# Exercise inputs
BEGIN

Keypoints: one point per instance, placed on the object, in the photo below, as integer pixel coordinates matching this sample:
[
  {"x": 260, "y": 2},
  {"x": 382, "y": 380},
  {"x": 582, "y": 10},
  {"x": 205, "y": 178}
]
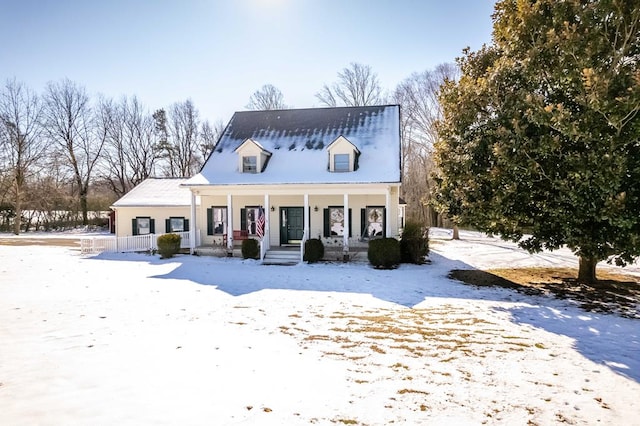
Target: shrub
[
  {"x": 313, "y": 250},
  {"x": 250, "y": 249},
  {"x": 384, "y": 253},
  {"x": 168, "y": 245},
  {"x": 414, "y": 244}
]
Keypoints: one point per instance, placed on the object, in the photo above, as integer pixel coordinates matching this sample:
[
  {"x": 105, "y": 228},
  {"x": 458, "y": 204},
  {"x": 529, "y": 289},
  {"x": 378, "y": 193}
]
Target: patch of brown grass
[{"x": 613, "y": 293}]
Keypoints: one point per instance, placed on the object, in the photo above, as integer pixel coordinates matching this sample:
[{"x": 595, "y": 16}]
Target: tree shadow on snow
[{"x": 607, "y": 340}]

END

# What the task requires
Only the pictures are to be left out, and all of the data must otherwise be transcribed exactly.

# Exercise output
Keypoints: one point per instance, placed on the object, in the photo below, as integer pixel coordinates matching this sample:
[
  {"x": 260, "y": 2},
  {"x": 382, "y": 380},
  {"x": 582, "y": 10},
  {"x": 205, "y": 178}
]
Target: shrub
[
  {"x": 313, "y": 250},
  {"x": 250, "y": 249},
  {"x": 384, "y": 253},
  {"x": 168, "y": 245},
  {"x": 414, "y": 244}
]
Keypoints: one point per instance, placed on the object, in the photo above, as integer pixel coordinates matching this sample:
[
  {"x": 105, "y": 228},
  {"x": 458, "y": 204},
  {"x": 529, "y": 289},
  {"x": 378, "y": 193}
]
Target: patch of brown grass
[{"x": 613, "y": 293}]
Keypoints: one point per instance, placed on the object, in the photo above, as integer pixel coordinates matching this sample:
[{"x": 595, "y": 16}]
Target: tree shadow on snow
[{"x": 607, "y": 340}]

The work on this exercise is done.